### [Task goal]
The whole listing below must be repeated exactly.

++++++++++++++++++++

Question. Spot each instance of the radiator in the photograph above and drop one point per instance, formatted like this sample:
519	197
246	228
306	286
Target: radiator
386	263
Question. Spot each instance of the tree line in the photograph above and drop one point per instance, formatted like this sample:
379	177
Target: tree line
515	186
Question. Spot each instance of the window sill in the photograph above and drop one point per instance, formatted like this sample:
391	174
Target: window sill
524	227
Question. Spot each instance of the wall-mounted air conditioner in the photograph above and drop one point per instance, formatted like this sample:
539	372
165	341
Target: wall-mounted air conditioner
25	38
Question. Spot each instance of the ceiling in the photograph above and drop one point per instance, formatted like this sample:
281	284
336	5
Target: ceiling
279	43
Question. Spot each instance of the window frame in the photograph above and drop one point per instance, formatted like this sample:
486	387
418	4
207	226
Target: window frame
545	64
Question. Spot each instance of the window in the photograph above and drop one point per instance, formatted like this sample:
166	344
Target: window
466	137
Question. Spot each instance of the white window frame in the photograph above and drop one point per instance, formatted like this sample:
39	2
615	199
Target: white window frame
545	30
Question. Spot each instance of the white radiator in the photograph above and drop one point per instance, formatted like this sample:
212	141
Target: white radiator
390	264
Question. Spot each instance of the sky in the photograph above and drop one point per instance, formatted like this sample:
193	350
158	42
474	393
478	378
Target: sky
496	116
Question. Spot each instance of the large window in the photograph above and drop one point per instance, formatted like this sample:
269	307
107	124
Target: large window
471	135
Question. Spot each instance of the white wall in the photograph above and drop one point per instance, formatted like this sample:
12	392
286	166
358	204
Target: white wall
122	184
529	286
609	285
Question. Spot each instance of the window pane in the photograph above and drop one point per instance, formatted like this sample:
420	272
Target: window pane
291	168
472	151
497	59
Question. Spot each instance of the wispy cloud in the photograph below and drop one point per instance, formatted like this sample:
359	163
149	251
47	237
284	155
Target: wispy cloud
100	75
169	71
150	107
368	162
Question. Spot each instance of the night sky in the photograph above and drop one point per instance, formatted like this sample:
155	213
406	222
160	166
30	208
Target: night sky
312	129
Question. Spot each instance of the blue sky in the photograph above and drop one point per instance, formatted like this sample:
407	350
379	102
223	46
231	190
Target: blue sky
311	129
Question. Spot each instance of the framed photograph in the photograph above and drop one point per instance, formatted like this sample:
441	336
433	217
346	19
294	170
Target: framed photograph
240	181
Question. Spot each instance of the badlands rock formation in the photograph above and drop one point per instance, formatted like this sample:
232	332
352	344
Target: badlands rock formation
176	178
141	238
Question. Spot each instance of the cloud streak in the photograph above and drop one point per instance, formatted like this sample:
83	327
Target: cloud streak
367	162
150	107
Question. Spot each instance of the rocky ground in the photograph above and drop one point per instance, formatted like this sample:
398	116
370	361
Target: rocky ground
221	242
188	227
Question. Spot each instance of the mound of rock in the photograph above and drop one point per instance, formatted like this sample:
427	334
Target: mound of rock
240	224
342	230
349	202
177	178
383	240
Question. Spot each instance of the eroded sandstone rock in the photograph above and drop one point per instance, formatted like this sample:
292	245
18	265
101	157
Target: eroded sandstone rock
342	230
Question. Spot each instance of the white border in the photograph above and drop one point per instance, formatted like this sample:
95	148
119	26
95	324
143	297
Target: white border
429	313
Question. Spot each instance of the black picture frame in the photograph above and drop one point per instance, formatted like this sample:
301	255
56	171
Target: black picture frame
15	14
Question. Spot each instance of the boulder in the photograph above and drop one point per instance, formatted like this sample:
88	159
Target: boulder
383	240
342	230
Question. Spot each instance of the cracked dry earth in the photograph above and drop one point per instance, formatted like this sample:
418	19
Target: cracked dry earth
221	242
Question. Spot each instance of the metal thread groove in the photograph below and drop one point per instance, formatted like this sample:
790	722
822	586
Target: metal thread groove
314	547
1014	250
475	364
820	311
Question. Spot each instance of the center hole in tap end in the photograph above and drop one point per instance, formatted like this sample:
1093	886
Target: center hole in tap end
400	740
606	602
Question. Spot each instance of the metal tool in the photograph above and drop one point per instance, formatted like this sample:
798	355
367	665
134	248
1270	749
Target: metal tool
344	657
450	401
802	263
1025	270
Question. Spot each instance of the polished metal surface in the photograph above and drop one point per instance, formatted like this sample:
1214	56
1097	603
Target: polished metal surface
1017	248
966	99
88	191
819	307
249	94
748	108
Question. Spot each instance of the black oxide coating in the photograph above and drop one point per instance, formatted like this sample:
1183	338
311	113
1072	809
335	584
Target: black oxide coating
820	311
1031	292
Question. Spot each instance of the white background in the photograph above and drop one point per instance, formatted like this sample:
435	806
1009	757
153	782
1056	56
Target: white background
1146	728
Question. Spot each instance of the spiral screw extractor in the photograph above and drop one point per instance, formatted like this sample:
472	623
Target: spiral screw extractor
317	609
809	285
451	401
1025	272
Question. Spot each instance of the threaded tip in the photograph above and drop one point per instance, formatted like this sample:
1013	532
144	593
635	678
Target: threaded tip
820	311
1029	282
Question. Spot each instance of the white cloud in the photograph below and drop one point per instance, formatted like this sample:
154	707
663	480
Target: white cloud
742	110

++++++++++++++++++++

### [Problem solution]
Question. Spot each instance of the radiator in the photograph above and drop one point per instance, formatted like this sample:
519	197
246	228
306	286
Target: radiator
386	263
Question. Spot each instance of the tree line in the photograph above and drop one point per instance, formatted like this sample:
379	177
Target: tree line
515	186
Question. Spot each instance of the window sill in the photograph above and drop one point per instance, formatted like this sample:
391	174
Target: window sill
524	227
Question. Spot each instance of the wall-mounted air conditioner in the photograph above and drop one point per instance, formatted like this sample:
539	372
165	341
Target: wall-mounted air conditioner
25	38
Question. Spot each instance of the ceiling in the photograph above and drop one point per instance, formatted like this sample:
281	284
336	5
Target: ceiling
279	43
Question. Spot each instance of the window frame in the photograph above and drop one point per instance, formatted like this sample:
486	387
418	4
207	226
Target: window frame
545	64
Question. Spot each instance of the window in the photograph above and drop one point per instance, formatted like this sample:
166	344
Target: window
466	137
Question. Spot each instance of the white window frame in the photograph above and drop one point per instance, formatted like this sample:
39	2
615	199
Target: white window frame
545	30
Question. Spot each instance of the white radiator in the photograph above and drop one point per instance, formatted like this sample:
212	141
Target: white radiator
390	264
Question. Spot each instance of the sky in the photograph above and drop one point per instance, formatted like this sample:
193	350
158	42
474	393
478	378
Target: sky
496	116
Question. Spot each instance of the large window in the photograph above and drop one point per instance, formatted like this sample:
269	307
107	124
Target: large window
471	135
Question. Spot each instance of the white wall in the photograph above and drop one point per instance, formatted like this sample:
12	392
286	166
358	204
Target: white wall
122	184
529	286
609	285
Question. Spot each instance of the window pane in the photograph above and drop one point per instance, formatted like this sample:
420	272
Target: window pane
291	168
472	151
497	59
Question. Spot each instance of the wispy cloud in the photograph below and drop one point per instance, formatted like this sample:
359	163
149	251
47	237
284	155
Target: wispy cloud
100	75
169	71
150	107
368	162
Question. Spot each instance of the night sky in the photograph above and drop one point per instance, formatted like this sample:
155	213
406	222
160	166
30	208
Target: night sky
312	129
Question. Spot each instance of the blue sky in the photograph above and drop one point per instance, formatted like this sample:
407	350
379	102
223	46
231	190
Target: blue sky
311	129
Question. Spot each instance of the framed photograph in the photograph above and drop one point per instance, formatted like this sample:
441	336
433	217
346	19
294	170
Target: framed photograph
240	181
Question. Spot each instance of the badlands rock formation in the photograph above and drop one point per instance, formatted like this sample:
232	332
352	344
Target: badlands rock formation
176	178
141	238
Question. Spot each instance of the cloud streak in the photograph above and drop one point per instance, formatted like this sample:
83	327
Target: cloud streak
367	162
150	107
Question. Spot each instance of the rocky ground in the photograph above and drop one point per instance, formatted like this sample:
398	116
370	361
Target: rocky ground
221	242
188	227
Question. Spot each instance of the mound of rock in the photograph above and drop one point per instance, formatted like this sample:
427	334
Target: mound of rock
240	224
342	230
349	202
177	178
383	240
Question. Spot each instance of the eroded sandstone rock in the photograph above and drop one point per instance, formatted like this sample:
292	245
18	265
101	157
Target: eroded sandstone rock
342	230
Question. Spot each instance of the white border in the photograph above and drop one point per instance, formatted like this sample:
95	148
119	26
95	324
143	297
Target: white border
429	313
Question. Spot each instance of the black picture frame in the photograph above and drop one point per instance, formatted like this sample:
301	255
56	171
Target: black picture frame
15	14
Question. Spot each instance of the boulder in the photograph above and drop one point per instance, formatted like this sample:
88	159
Target: boulder
383	240
342	230
Question. Spot each instance of the cracked dry earth in the photograph above and drop one point per instance, formatted like this sample:
418	19
Target: cracked dry earth
221	242
Question. Spot each instance of the metal thread groove in the photograph below and drop one point per instance, formatted like this sample:
790	722
822	586
Target: metal thread groove
314	547
1014	250
475	364
820	311
Question. Spot each instance of the center hole in tap end in the photograph above and drop one point per instance, formatted like this sample:
1093	886
Target: center hole in tap end
400	740
606	602
Question. Spot each instance of the metal tool in the photograph above and drop one point per instance, formatted like this sample:
798	355
367	665
134	248
1270	749
Target: metal tool
344	657
450	401
802	263
1025	270
Question. Spot each instance of the polished metal surface in the photograph above and drop one point per instance, formatted like this sample:
1214	56
1097	603
Target: polished metal surface
1017	248
966	99
88	191
819	307
249	94
748	108
Question. Spot each instance of the black oxide coating in the photograph above and drop one point per instance, formatted like this sample:
1183	338
311	113
1072	809
335	584
Target: black oxide coating
820	311
1031	292
Question. Spot each instance of the white background in the photograph above and drop one point per instance, formatted like this sample:
435	806
1009	757
153	782
1056	56
Target: white background
1146	728
Question. Spot each instance of the spiral screw extractor in the photograph above and drop one point per instance, formatted like this sample:
472	623
Target: spiral screw extractor
317	609
809	285
451	401
1025	272
Question. Spot each instance of the threaded tip in the photograph above and drop one point per instance, formatted like this sample:
1013	532
144	593
635	678
Target: threaded tip
820	311
1029	282
Question. Spot each instance of the white cloud in the photograph below and drop one point per instance, formatted like this sample:
154	707
663	480
Target: white cloud
742	110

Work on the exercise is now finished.